_Selected text_.
>>>>

Dillon pointed out that the nonprofit center offers a long list of services beyond abortion.

“It is a busy health center. We have patients traveling from Idaho, especially the Moscow area, Lewiston and elsewhere,” Dillon said. “Patients come to us because they don’t have anywhere else to go. There have been attacks on access to abortion, and it’s something that we really fight for and believe should be safe and legal and accessible.”

The Pullman center was shut down for six months after an arsonist set the clinic on fire in September 2015. Pullman Police Department Cmdr. Chris Tennant said a suspect was never identified, and the case remains unsolved. Video surveillance inside the building showed a flammable object thrown through a window; no one was inside, and no injuries were reported.

Dillon said the dearth of sexual health options leads many to the available crisis pregnancy centers, and he finds the information they provide dubious.

“I have to think that crisis pregnancy centers often run with a hidden agenda to block patients access to accurate info about all their options,” he said. “They are not medical clinics. But they portray themselves as such. They are unregulated because often they are unlicensed medical facilities and don’t have the same standards to protect patient privacy records.”

The U.S. Supreme Court heard arguments in March in a case seeking to require licensed and unlicensed crisis pregnancy centers to inform patients about contraception, abortion and prenatal care. Several left-leaning justices as well as those on the right appeared to side with striking the regulations imposed on the crisis pregnancy centers, saying the regulations unfairly targeted the centers specifically.

Regrettable departure

Public Health nurse Mike Larson said the North Central District dropped reproductive health services after its only qualified nurse retired and the position went unfilled. Larson said affordable sexual health care is an essential resource and encouraged anyone needing it to rigorously research options.

“We provided all options, and our education was as factual and non-biased as possible,” Larson said. “That’s an important thing. I regret not being able to fill that.”

The clinic didn’t provide abortion services, but navigating the various regulatory hoops to secure federal and state funding for any kind of reproductive care was difficult, Larson said. He said two of the seven public health districts in Idaho recently canceled reproductive health options.

<<<<

_Entries supplied_.
>>>>

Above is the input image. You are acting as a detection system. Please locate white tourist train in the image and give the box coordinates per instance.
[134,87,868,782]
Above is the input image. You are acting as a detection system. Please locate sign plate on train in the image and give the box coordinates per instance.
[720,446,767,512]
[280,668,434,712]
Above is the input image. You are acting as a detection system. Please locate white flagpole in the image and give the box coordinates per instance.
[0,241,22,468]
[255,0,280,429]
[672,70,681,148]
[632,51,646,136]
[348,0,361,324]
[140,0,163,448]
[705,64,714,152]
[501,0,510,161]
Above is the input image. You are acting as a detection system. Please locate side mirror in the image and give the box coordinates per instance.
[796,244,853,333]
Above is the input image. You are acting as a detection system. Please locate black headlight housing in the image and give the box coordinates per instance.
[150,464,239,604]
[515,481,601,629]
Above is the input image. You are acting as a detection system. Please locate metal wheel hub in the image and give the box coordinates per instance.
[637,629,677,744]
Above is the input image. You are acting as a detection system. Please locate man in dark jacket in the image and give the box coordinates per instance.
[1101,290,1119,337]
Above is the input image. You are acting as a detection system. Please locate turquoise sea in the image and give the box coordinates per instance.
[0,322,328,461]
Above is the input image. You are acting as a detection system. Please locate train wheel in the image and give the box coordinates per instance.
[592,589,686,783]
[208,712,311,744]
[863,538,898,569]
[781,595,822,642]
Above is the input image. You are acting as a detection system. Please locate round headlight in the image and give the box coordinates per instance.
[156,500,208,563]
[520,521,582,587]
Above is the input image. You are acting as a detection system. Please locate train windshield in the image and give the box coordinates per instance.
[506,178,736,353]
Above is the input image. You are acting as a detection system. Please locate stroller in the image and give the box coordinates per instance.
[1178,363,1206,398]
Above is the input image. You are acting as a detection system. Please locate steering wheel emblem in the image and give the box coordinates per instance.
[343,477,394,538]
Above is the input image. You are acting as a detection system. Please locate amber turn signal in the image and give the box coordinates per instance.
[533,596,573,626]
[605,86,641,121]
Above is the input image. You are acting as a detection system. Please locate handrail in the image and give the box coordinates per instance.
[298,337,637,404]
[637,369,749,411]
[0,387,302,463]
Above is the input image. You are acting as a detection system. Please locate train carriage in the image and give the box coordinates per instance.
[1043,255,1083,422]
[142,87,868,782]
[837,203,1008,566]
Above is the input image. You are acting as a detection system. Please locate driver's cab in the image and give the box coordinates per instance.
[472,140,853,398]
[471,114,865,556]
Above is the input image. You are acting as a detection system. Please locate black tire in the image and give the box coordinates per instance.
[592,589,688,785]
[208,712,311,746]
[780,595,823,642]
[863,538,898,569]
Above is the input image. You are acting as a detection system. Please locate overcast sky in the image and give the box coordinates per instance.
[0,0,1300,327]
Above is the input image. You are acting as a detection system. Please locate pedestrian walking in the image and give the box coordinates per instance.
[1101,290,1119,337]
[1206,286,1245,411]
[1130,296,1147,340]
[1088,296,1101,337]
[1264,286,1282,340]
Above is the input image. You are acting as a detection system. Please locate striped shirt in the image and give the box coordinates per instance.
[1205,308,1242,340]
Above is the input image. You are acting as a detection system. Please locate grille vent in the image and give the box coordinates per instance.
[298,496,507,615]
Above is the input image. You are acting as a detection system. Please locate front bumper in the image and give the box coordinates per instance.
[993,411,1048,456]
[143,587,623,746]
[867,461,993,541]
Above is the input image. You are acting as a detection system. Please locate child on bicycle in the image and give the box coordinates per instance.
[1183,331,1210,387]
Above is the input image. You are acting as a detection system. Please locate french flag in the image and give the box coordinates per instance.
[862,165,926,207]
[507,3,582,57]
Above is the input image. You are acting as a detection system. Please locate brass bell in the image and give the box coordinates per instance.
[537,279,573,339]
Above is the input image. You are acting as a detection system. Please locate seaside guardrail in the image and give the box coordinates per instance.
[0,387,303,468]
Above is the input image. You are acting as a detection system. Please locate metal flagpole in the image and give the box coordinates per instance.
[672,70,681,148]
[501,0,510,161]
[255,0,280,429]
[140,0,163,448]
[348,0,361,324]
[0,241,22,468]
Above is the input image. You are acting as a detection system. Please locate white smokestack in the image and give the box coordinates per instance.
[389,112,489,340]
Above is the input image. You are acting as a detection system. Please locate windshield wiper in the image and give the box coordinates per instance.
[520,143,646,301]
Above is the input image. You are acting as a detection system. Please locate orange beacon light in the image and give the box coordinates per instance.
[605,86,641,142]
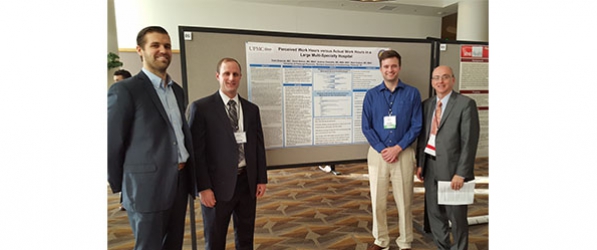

<<<<

_What this exercise asks_.
**A.** List every person named in the article about reproductive health services.
**B.** Continue the article about reproductive health services from its last sentence.

_Outputs for the tasks_.
**A.**
Dillon
Chris Tennant
Mike Larson

**B.**
“The inability to secure a practitioner was the main cause,” he said. “I don’t think it’s a coincidence that the two smallest (health districts) were the first to go. I wish we had the magic touch or silver bullet to solve this problem. Removing ourselves from those programs was one of the hardest growth changes this organization has gone through. We view it as a core function. We have a passion for that and believe in how important those services were, and we still do.”

Her own reasons

Lawless’ Reliance Center had its grand opening Friday. Like any woman navigating the often black-and-white abortion debate, Lawless has her own reasons for being pro-life. She said she was born after numerous doctors advised her mothers to abort. Her mother was a nurse herself and was told by physicians that the possible complications were too much of a risk and that she should terminate the pregnancy.

Lawless said her mother choosing to have her emboldened her own feelings on the importance of having children in an unplanned pregnancy, and she felt a call to give back. She also had an unplanned pregnancy in her 20s, and she said she wouldn’t go back and change her mind and couldn’t be happier with her 14-year-old daughter.

“I always just felt like I want to give back and help people realize they can live an abundant life; I want to make a difference in this community,” she said. “Lots of women find out they’re pregnant and are in a situation where they need to know all their options. There are some who like to push certain options, but I think women need to know all of their options.”